Extrait

┌────────

Dans les maladies inflammatoires chroniques, qu’elles soient rhumatologiques, intestinales ou cutanées, la composante génétique est soulignée depuis longtemps. Les techniques d’associations pangénomiques (Genome wide association studies, GWAS) ont permis de mettre en évidence de très nombreux variants, plus d’une centaine dans la polyarthrite rhumatoïde (PR) et plus d’une cinquantaine dans la spondyloarthrite ankylosante. « Mais nous ne savons pas par quels biais la majorité de ces variants augmentent le risque de développer la maladie, souligne la Pr Corinne Miceli-Richard. En effet, ils n’entraînent pas de modifications des séquences d’acides aminés qui pourraient modifier la fonction de certaines protéines. Les variants sont, pour certains, présents dans les régions intergéniques, et pour rajouter à la complexité, le risque attribuable à ces variants est modéré, avec des odd ratios le plus souvent de l’ordre de 1,1, au mieux de 1,4 ». Ainsi, les découvertes issues des GWAS n’expliquent pas la totalité de l’héritabilité de la maladie.
Héritabilité manquante
Deux grandes voies de recherches sont donc aujourd’hui poursuivies : la compréhension de la fonctionnalité de ces variants génétiques et l’identification de ce qui est à l’origine de l’héritabilité manquante.
Les travaux menés par Farh (1) sur une vingtaine de pathologies auto-immunes apportent un début d’explication à la fonctionnalité de certains variants génétiques. Dans la PR ou la spondyloarthrite par exemple, il a été mis en évidence une surreprésentation des variants bi-alléliques (Single nucleotide polymorphisms, SNPs), dans des « super enhancers », régions du génome capables de réguler l’expression des gènes en étant situées très à distance de ceux-ci. Certains variants génétiques associés aux maladies chroniques pourraient altérer la fonction de ces régions régulatrices. Ainsi, l’une des pistes de réflexion porte sur les conséquences fonctionnelles de ces polymorphismes éloignés des gènes et qui s’expriment de façon plus importante dans certaines populations cellulaires : lymphocytes B et T dans la PR, monocytes dans la spondyloarthrite.

└────────

Données de localisation de points
┌────────

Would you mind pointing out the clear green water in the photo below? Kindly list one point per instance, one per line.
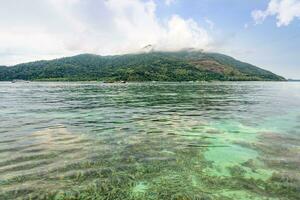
(150, 140)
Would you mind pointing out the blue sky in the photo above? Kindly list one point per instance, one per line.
(265, 33)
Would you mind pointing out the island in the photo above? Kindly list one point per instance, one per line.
(183, 65)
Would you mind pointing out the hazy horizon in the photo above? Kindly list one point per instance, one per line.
(263, 33)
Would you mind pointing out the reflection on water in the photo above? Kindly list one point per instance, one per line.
(150, 141)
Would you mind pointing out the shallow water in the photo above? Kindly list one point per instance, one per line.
(221, 140)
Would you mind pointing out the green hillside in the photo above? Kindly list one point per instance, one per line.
(153, 66)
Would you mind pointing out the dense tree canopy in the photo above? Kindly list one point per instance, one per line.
(153, 66)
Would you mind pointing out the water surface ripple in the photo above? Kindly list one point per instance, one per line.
(219, 140)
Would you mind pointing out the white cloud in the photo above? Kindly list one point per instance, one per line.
(31, 29)
(284, 10)
(169, 2)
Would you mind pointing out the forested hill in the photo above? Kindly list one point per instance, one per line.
(153, 66)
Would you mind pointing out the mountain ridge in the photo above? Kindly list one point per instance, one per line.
(184, 65)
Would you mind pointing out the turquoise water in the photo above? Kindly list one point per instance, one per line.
(218, 140)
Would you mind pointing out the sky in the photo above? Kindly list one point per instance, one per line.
(265, 33)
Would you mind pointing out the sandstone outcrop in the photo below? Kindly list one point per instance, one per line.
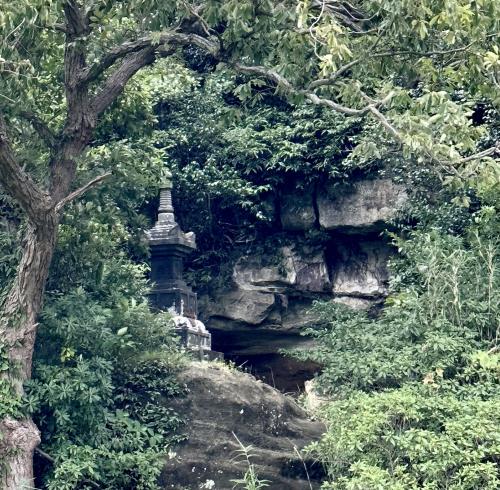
(266, 305)
(222, 403)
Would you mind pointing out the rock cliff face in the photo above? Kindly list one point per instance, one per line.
(221, 404)
(267, 303)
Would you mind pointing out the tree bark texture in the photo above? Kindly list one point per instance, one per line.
(19, 437)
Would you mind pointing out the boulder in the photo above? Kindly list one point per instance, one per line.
(366, 206)
(301, 269)
(239, 306)
(223, 403)
(359, 269)
(297, 210)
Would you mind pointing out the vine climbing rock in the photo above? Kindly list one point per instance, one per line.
(223, 403)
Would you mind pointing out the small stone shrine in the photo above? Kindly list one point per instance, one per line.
(169, 245)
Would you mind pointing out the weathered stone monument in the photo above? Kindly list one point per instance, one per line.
(169, 246)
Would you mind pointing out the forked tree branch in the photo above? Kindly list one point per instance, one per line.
(41, 128)
(80, 191)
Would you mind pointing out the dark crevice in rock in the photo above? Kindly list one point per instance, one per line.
(315, 207)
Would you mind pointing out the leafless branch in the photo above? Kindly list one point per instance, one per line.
(80, 191)
(481, 154)
(118, 52)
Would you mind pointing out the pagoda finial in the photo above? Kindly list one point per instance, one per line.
(166, 209)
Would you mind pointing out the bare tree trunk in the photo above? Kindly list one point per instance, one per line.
(19, 437)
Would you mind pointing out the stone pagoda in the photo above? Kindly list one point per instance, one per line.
(169, 245)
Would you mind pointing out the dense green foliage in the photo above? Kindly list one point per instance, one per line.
(421, 82)
(417, 390)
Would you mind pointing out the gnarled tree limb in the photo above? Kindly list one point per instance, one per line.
(17, 183)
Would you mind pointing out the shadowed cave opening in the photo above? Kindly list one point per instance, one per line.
(263, 360)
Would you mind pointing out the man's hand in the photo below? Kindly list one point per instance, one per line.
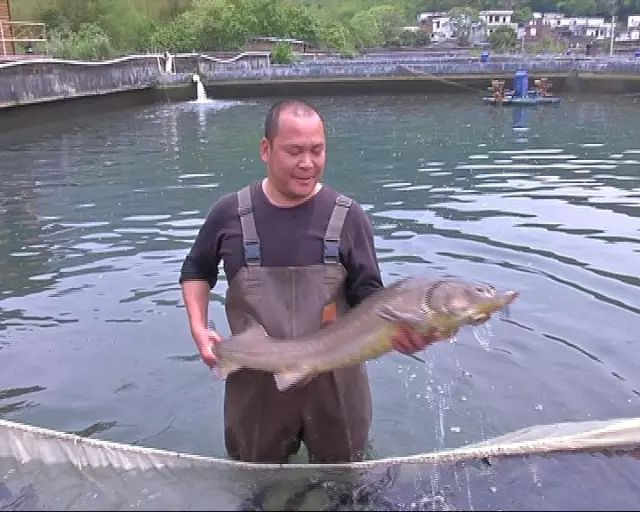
(407, 340)
(205, 339)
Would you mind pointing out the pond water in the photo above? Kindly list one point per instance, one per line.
(97, 214)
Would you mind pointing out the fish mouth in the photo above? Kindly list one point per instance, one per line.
(482, 312)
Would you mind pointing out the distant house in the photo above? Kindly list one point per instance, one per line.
(436, 25)
(497, 18)
(6, 47)
(633, 29)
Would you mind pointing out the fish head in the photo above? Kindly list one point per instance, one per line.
(467, 302)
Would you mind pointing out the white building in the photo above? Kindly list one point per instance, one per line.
(437, 24)
(552, 19)
(633, 21)
(495, 18)
(633, 29)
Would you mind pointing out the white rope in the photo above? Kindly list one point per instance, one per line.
(27, 443)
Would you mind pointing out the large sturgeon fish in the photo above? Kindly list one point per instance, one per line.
(430, 306)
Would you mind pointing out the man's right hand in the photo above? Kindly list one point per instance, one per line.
(205, 339)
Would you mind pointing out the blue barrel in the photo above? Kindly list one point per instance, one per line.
(521, 84)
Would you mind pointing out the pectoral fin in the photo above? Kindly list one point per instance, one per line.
(393, 316)
(288, 379)
(223, 369)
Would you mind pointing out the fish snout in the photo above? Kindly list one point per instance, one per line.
(478, 318)
(510, 296)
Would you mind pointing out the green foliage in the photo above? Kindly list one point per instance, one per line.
(522, 14)
(282, 53)
(89, 42)
(365, 31)
(409, 38)
(503, 39)
(546, 45)
(337, 37)
(345, 26)
(465, 21)
(389, 21)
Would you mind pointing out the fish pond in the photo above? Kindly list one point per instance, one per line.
(97, 213)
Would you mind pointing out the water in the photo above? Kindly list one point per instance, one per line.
(97, 214)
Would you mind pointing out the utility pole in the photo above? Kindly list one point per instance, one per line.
(613, 26)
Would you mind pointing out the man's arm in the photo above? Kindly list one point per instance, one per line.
(198, 276)
(196, 299)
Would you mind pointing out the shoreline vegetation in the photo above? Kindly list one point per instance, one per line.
(105, 29)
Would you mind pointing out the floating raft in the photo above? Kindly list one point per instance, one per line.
(524, 100)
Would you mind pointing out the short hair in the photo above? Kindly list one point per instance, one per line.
(299, 107)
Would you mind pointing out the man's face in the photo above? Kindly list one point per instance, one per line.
(295, 160)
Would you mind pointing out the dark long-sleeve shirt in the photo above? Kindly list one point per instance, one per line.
(288, 237)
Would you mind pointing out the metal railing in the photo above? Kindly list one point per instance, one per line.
(12, 32)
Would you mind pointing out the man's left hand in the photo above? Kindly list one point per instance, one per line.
(407, 340)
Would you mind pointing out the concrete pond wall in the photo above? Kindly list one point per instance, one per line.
(37, 81)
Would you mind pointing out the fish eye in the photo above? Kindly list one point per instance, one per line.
(487, 291)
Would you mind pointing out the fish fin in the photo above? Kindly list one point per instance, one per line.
(391, 315)
(223, 369)
(285, 380)
(254, 328)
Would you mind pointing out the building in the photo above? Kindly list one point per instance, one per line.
(497, 18)
(436, 25)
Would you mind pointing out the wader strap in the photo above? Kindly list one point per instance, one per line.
(250, 239)
(334, 229)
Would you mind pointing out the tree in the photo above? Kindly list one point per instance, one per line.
(389, 20)
(503, 38)
(522, 14)
(365, 30)
(465, 22)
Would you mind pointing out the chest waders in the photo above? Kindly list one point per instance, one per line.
(331, 414)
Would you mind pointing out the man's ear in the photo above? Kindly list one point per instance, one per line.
(265, 150)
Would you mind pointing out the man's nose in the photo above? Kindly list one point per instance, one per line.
(306, 161)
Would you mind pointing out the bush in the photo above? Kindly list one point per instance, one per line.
(546, 45)
(88, 43)
(503, 39)
(282, 53)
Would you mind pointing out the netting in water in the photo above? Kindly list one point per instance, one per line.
(583, 465)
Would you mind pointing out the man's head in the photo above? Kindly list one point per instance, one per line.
(293, 149)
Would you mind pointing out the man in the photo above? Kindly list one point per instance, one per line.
(296, 255)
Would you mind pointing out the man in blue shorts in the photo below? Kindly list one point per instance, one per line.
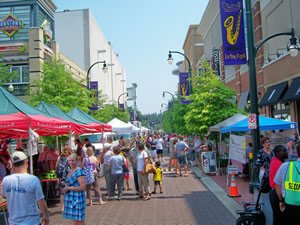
(181, 148)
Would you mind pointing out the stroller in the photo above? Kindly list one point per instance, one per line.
(252, 213)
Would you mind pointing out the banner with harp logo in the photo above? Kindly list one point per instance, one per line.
(233, 32)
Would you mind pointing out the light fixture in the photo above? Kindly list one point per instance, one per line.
(104, 68)
(170, 59)
(10, 88)
(293, 47)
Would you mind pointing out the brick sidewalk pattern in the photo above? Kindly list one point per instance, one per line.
(185, 201)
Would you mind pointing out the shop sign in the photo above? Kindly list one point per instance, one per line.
(216, 61)
(11, 48)
(10, 25)
(233, 33)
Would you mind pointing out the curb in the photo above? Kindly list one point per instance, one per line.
(211, 185)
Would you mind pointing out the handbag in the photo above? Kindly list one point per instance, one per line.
(265, 183)
(89, 172)
(150, 168)
(100, 170)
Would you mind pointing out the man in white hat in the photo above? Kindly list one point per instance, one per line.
(24, 194)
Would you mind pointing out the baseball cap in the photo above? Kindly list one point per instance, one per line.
(291, 139)
(18, 157)
(107, 145)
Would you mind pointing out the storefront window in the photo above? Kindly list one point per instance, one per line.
(281, 111)
(22, 72)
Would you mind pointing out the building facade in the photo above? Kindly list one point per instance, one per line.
(90, 46)
(27, 38)
(278, 74)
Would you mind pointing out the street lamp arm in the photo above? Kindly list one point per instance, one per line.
(120, 97)
(292, 33)
(169, 94)
(88, 72)
(187, 59)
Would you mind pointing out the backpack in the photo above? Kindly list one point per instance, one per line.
(61, 167)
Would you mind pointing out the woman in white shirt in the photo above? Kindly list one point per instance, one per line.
(143, 179)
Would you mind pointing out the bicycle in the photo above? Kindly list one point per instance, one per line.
(252, 213)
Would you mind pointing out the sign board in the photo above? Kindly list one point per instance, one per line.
(252, 121)
(232, 168)
(237, 148)
(11, 25)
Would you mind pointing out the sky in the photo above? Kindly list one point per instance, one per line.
(142, 32)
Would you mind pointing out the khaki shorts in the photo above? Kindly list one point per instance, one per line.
(173, 155)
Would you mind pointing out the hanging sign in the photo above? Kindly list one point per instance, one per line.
(94, 94)
(11, 25)
(252, 121)
(233, 32)
(184, 87)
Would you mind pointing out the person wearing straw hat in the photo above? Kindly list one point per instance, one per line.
(24, 193)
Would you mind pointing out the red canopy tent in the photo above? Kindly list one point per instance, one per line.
(17, 117)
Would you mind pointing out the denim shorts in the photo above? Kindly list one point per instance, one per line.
(181, 160)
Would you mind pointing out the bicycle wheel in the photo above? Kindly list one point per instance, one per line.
(246, 220)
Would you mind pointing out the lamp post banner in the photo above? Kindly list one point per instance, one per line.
(184, 89)
(94, 94)
(233, 32)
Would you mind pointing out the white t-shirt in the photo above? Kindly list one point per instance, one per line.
(22, 192)
(158, 143)
(107, 156)
(141, 160)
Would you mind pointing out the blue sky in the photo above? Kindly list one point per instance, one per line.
(142, 32)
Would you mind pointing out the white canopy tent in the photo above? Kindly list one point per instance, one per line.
(227, 122)
(134, 128)
(119, 126)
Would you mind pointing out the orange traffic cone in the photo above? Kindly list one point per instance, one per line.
(233, 189)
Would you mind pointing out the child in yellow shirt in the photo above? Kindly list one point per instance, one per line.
(157, 178)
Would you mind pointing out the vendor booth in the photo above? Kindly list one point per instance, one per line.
(119, 126)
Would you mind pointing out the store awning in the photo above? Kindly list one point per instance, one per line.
(293, 93)
(273, 94)
(243, 99)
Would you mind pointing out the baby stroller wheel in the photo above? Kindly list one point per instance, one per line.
(246, 220)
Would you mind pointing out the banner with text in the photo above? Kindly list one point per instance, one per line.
(237, 148)
(94, 94)
(184, 87)
(233, 32)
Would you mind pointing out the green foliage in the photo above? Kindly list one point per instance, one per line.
(109, 112)
(57, 86)
(5, 75)
(211, 102)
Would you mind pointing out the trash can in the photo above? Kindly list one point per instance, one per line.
(209, 160)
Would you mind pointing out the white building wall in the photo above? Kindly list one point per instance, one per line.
(82, 40)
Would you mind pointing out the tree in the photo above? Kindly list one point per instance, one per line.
(6, 75)
(57, 86)
(211, 102)
(109, 112)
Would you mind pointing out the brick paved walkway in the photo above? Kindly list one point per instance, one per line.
(185, 201)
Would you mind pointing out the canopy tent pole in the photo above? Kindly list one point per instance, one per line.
(31, 138)
(220, 136)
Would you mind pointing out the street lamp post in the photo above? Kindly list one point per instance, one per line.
(252, 50)
(125, 93)
(169, 94)
(170, 61)
(104, 69)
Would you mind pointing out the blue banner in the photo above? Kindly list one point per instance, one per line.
(233, 32)
(94, 94)
(184, 87)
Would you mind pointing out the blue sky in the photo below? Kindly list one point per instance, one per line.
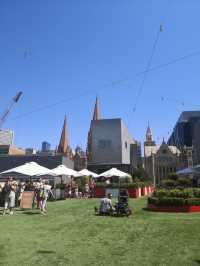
(74, 50)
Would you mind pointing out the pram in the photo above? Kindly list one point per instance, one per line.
(121, 207)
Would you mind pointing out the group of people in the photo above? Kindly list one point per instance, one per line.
(11, 194)
(72, 190)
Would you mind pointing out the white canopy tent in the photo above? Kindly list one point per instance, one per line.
(114, 172)
(186, 171)
(27, 169)
(63, 170)
(86, 172)
(196, 168)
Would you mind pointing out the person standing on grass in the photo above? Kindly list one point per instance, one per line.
(45, 191)
(106, 205)
(9, 196)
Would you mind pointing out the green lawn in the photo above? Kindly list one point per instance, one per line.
(72, 235)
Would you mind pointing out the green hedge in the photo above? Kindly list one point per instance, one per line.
(124, 185)
(184, 193)
(165, 201)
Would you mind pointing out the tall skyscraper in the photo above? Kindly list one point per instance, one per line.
(186, 133)
(46, 146)
(111, 145)
(63, 145)
(6, 137)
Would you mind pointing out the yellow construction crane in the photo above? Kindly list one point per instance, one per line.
(5, 114)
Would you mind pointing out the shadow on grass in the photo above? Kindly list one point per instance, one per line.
(31, 213)
(43, 252)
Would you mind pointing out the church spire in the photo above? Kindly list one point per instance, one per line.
(149, 134)
(63, 145)
(149, 137)
(96, 115)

└────────

Tâches à faire
**a.** Dans le texte sur les maladies inflammatoires chroniques, quelles cellules sont citées pour la spondyloarthrite ?
**b.** Écrivez la suite du texte sur les maladies inflammatoires chroniques, juste après sa dernière phrase.

Liste des réponses
**a.** Les monocytes.

**b.**
L’autre voie de recherche vise à expliquer l’héritabilité manquante. « Il importe avant tout de rappeler que les pourcentages habituellement attribués à la part génétique d’une maladie sont à prendre avec beaucoup de recul, car ils n’ont pas été évalués en conditions environnementales constantes », précise la Pr Miceli-Richard. Plusieurs pistes sont explorées : interactions entre certains gènes, à l’origine d’une démultiplication de leur impact sur le risque de développer la maladie, mais aussi interactions entre gènes et environnement, difficiles à quantifier, et rôle des facteurs épigénétiques qui régulent l’expression de certains gènes. Le tabagisme est un bon exemple : on compte un nombre élevé de fumeurs parmi les patients ayant une PR, le tabagisme est associé à la sévérité de la spondyloarthrite et de la maladie de Crohn, mais a un effet protecteur dans la rectocolite hémorragique. Il pourrait influencer le déterminisme de certaines maladies chroniques en modulant certaines marques épigénétiques.
Enfin, autre piste : celle des variants rares, non étudiés par les GWAS et qui pourraient expliquer une partie de l’héritabilité manquante des maladies inflammatoire chroniques.
D’après un entretien avec le Pr Corinne Miceli-Richard, hôpital Cochin, Paris.